** BEGIN **

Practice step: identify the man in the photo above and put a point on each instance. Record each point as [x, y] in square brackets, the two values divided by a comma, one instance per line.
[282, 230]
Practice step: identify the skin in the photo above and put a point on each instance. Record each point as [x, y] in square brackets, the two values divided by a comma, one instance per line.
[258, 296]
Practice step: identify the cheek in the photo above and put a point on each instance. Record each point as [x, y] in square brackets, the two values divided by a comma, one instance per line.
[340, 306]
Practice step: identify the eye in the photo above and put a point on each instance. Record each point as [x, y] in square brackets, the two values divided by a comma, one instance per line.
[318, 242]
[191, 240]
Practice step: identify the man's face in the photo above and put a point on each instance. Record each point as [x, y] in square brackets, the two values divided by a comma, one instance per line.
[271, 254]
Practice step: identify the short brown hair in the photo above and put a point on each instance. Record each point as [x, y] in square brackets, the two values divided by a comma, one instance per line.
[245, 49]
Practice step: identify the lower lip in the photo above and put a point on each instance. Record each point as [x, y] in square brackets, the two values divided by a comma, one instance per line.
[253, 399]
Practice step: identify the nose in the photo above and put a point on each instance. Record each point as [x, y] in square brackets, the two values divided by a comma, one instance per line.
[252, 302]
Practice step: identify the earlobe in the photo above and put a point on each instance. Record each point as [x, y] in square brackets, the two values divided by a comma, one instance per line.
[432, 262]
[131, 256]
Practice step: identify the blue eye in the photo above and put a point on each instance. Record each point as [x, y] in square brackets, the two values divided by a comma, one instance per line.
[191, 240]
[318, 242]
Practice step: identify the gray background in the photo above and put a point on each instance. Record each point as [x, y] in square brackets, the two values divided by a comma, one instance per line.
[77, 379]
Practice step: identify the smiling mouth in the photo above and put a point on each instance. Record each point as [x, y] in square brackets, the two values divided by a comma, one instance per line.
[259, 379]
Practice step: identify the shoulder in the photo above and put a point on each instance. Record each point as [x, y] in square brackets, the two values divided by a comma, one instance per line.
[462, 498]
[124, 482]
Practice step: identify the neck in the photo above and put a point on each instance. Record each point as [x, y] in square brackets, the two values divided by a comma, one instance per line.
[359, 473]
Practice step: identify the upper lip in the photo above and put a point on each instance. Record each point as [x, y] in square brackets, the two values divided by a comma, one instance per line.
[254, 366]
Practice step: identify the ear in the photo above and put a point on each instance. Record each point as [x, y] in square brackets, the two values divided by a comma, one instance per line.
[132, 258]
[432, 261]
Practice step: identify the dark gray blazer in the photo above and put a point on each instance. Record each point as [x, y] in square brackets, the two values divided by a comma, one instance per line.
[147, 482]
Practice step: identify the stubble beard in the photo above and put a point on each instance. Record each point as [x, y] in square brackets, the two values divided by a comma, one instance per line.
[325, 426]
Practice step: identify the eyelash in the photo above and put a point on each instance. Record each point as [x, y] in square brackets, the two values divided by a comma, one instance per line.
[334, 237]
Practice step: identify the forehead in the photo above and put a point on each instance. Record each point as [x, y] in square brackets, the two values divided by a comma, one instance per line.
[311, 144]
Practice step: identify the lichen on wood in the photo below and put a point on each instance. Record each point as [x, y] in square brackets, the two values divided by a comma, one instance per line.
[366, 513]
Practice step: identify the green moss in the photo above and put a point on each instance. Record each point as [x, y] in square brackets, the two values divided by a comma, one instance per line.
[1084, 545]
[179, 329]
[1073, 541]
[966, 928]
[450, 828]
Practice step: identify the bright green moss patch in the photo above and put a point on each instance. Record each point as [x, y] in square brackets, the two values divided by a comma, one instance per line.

** END **

• **DESCRIPTION OF THE TASK**
Return verbatim the stretch of the material above, from the line containing "Practice step: identify the ear in" through the end of the material, both ends included.

• **TASK RESULT**
Practice step: identify the ear in the photo above and put a point on each instance. Record each point as [x, y] in square brackets, the two values divided by a comma, one instance per line.
[132, 258]
[432, 261]
Practice step: identify the dark gray blazer in the photo above and put a point on each instance. Record each point as [x, y] in square brackets, the two values divided by a comma, one instance per line.
[147, 482]
Practice step: identify the stubble beard in the photo above and put a point on each instance. Record each point as [x, y] in square brackets, the two values divided by a comma, one instance per line.
[325, 426]
Practice step: identify the eyelash in the photo above and put a point on each instance. Record each point as [x, y] in square brackets, the two values divided by a comma, one instance per line.
[334, 237]
Practice step: identify the forehead in the photo above and put a point on each instance. Record each point as [x, y] in square brackets, the two values divided by a comma, one instance per line.
[311, 144]
Practice step: identify the lichen on wood in the photo below and put a point on each instance. Record each point as [x, y] in square brackets, the two values divided by a comma, one instance per line.
[366, 513]
Practice step: identify the green moss in the photo above and put a point on each instance. Record each point as [x, y] in square brackets, the two values divided by a comma, one instance per line.
[1084, 545]
[179, 329]
[1073, 541]
[966, 928]
[450, 828]
Practice step: identify the bright green moss patch in the photo above and put a point on each instance. Record each point as [x, y] in square brackets, the two values divided by a comma, one instance per line.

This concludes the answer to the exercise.